:: Seçilmiş Bölüm

YAZARLAR

Bir Türk'ü nereden tanırsınız?

Yerlilik, yerel topluluğu temsil edebilecek siyasal kimlik biçimlerinden sadece biri olarak görülmelidir. Topluluğun güçlerinin yabancılara karşı harekete geçirilmesi yoluyla ortaya çıkan bir sonuçtur yerlilik.

Yerlilik günümüzün yükselen değerleri arasında yer alıyor. Üstelik sıradan bir değerin sahip olabileceğinden çok daha fazla bir öneme sahip. Tılsımlı sözlere özgü esrarengiz bir hava yayıyor etrafına. Öyle ki yerliliğin bir dokunuşu, nesnelerin kaderini değiştirmek için yeterli olabiliyor. Bir zamanlar devlet arşivlerine defnedilmiş olan projeler, yerliliğin sihirli dokunuşuyla yeniden canlılık kazanıyor ve gündemin üst sıralarına tırmanmaya başlıyor. Küreselleşme söylemine geldiğimizdeyse gelişmeler tam aksi istikameti işaret ediyor. Artık dünyayla bütünleşmenin önemi üzerine konuşmaya hevesli fazla yorumcu göremiyoruz ortalıkta. Böyle hevesleri olanları da zaten kimsenin ciddiye aldığı yok. İnsanlığın ortak değerlerinden söz etmek, konuşan kişi aleyhine başlı başına bir delil teşkil edebiliyor. Eğer bu kişi vatan haini olmakla itham edilmiyorsa, düpedüz bir hayalperest muamelesi görüyor.

::::

Çalışma Yönergesi — Yerlilik üzerine yazıyı, son cümlesinin ardından aynı üslupla sürdürün.

:: Çalışma Malzemesi

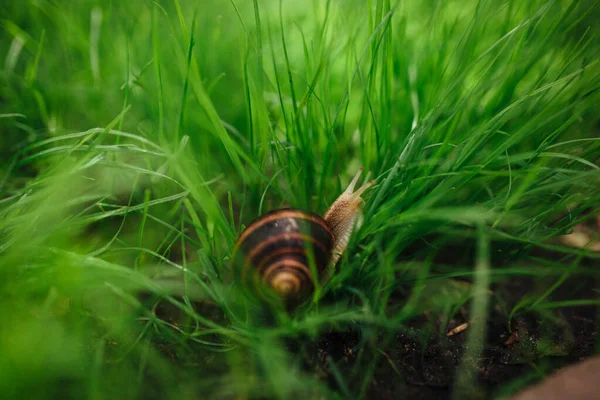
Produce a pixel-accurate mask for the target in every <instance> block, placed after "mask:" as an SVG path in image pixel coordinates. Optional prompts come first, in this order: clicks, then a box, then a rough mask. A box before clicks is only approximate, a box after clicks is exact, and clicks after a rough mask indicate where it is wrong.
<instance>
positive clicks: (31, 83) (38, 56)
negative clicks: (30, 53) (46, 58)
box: [25, 29, 46, 87]
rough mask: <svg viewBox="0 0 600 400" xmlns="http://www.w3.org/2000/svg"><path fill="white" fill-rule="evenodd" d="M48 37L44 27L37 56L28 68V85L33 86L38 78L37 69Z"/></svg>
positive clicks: (37, 53)
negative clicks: (28, 67) (44, 41)
mask: <svg viewBox="0 0 600 400" xmlns="http://www.w3.org/2000/svg"><path fill="white" fill-rule="evenodd" d="M45 39H46V30H45V29H42V34H41V36H40V42H39V44H38V49H37V51H36V52H35V58H34V59H33V63H32V64H31V65H30V66H29V68H28V69H27V73H26V75H25V82H26V83H27V86H28V87H31V85H32V84H33V82H35V80H36V79H37V71H38V67H39V65H40V58H41V56H42V49H43V48H44V40H45Z"/></svg>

::::

Alıştırma Yanıtı —
Yerlilik ve millilik vurgusuyla inşa edilen yeni ideolojik tartışmanın çekim gücündeki artış gözle görülür nitelikte. Bu artışı siyasetin güncel sorunlarından bağımsız olarak açıklamak da mümkün gözükmüyor. Görünürde bu tartışmayla, FETÖ ve benzerlerine karşı ilan edilen milli seferberliğin ideolojik harcı karılıyor. Bu harçla devlet şiddetine maruz kalanları belirleyen ölçütlerin meşruiyet zemini döşeniyor. Ancak tüm bu çabaların sadece devlete yönelik dönemsel tehditleri bertaraf etme gayesiyle sınırlı olmadığı da açık. Çünkü yerli ve milli olmak, ekonomiden eğitime, ibadetten spora kadar her alanda düzenleyici bir ilke olarak sunuluyor. AKP’nin referandumlar aracılığıyla elde ettiği kazanımlar da bu gibi düzenlemeler yoluyla sağlama alınmış oluyor. Bu açıdan söz konusu tartışma, devleti savunmaktan çok, yeniden inşa etme amacına hizmet ediyor.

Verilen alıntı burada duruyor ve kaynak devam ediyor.